Lay out the data below as a numbered list, from the line containing "Would you mind picking out the blue" through the end of the data, with both ends included and blank lines omitted.

begin Material

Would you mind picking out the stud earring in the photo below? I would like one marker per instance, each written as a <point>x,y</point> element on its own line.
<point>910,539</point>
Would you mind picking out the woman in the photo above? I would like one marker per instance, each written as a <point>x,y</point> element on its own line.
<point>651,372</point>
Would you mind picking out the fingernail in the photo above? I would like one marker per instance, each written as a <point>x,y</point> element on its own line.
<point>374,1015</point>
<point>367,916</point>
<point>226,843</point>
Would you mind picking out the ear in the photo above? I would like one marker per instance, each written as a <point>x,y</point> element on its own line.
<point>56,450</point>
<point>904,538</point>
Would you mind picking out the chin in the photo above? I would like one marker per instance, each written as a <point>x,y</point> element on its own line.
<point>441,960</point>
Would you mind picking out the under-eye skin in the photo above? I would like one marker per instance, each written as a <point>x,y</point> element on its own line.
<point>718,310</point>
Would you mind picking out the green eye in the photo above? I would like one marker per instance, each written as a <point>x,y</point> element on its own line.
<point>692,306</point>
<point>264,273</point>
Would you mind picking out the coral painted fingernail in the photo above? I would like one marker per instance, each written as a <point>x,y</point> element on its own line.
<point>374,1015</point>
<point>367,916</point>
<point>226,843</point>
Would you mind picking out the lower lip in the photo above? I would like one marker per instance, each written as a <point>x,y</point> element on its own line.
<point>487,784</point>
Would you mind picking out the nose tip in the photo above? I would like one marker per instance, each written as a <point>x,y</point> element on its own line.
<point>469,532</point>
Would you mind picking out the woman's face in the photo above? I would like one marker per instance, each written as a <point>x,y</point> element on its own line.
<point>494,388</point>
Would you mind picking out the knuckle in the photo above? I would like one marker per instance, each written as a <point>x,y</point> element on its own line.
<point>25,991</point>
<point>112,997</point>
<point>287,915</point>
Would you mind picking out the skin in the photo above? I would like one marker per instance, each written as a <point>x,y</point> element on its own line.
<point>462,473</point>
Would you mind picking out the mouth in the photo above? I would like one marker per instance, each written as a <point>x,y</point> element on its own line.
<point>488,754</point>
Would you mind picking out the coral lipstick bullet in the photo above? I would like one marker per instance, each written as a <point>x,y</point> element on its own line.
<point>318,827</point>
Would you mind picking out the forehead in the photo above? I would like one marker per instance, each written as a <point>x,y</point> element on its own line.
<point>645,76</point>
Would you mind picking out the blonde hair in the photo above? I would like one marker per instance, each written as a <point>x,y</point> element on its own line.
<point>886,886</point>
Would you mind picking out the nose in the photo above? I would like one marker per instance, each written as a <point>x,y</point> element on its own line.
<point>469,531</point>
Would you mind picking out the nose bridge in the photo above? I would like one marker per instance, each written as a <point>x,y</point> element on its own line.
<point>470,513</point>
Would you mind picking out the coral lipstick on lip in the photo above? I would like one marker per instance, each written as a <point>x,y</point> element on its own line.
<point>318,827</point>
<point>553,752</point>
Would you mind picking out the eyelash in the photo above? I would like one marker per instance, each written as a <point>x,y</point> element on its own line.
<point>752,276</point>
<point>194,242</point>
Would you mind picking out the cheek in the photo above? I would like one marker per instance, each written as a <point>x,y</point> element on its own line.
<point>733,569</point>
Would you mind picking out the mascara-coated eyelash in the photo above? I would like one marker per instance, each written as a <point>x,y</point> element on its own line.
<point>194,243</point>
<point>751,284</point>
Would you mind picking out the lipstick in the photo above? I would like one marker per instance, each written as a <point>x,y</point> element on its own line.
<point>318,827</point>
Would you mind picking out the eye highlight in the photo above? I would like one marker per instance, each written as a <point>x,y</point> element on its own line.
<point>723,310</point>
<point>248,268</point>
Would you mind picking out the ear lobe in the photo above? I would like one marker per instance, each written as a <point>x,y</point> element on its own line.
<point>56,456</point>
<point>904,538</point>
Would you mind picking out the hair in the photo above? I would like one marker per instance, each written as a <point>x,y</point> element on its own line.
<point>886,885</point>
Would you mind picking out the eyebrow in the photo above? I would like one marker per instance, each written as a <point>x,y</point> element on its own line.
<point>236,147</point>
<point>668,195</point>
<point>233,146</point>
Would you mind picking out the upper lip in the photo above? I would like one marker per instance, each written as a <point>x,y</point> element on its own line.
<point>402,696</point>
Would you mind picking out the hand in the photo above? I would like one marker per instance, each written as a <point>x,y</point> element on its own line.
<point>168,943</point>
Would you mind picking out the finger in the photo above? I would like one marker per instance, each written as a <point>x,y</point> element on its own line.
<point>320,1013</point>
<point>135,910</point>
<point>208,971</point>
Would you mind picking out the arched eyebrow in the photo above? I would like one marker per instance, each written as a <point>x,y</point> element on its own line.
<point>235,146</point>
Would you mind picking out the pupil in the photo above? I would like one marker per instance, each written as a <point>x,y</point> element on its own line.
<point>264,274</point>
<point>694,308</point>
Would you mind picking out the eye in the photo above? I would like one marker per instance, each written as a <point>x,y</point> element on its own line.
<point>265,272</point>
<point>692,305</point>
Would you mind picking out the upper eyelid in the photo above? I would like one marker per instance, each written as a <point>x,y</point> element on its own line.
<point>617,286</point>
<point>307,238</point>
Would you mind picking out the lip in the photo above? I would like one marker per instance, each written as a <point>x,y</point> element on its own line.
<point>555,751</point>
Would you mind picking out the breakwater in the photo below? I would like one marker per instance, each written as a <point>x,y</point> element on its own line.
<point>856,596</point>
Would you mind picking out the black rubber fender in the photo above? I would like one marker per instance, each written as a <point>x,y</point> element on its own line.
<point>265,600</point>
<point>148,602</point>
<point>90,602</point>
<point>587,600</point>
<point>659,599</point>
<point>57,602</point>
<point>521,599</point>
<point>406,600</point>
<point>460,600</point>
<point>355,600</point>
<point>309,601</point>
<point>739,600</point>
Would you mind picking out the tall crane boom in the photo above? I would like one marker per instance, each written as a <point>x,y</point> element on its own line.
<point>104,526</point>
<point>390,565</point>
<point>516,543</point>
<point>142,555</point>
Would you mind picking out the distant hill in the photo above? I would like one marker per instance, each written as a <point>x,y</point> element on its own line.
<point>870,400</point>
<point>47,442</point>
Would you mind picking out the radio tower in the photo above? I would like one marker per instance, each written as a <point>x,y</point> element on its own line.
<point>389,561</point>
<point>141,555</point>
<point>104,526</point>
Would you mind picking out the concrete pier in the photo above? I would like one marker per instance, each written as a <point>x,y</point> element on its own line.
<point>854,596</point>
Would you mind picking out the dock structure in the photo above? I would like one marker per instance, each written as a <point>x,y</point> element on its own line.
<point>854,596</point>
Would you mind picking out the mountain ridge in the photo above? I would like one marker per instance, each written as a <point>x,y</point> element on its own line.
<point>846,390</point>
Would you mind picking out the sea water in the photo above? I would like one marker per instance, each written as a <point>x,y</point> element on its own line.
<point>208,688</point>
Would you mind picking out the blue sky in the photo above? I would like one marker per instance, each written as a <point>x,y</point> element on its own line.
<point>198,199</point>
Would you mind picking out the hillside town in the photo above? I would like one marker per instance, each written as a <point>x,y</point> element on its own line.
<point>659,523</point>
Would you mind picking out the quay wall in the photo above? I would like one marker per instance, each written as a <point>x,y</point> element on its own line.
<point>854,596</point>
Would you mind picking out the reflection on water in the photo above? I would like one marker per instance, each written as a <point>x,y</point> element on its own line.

end Material

Task solution -
1. Would you mind picking out the blue sky in the photo above? I would like one marker per instance, each written as a <point>x,y</point> element on its own line.
2. <point>198,199</point>
3. Would you mind picking out the hillside town in the photo above? I would like one marker per instance, each written as a <point>x,y</point> element on its own line.
4. <point>659,523</point>
5. Would you mind picking out the quay wall in the photo above? I would like one marker per instance, each written as a <point>x,y</point> element on its own line.
6. <point>854,596</point>
7. Would you mind picking out the reflection on water in the photo above? I would like one marker per instance, each written as a <point>x,y</point> element on its own line.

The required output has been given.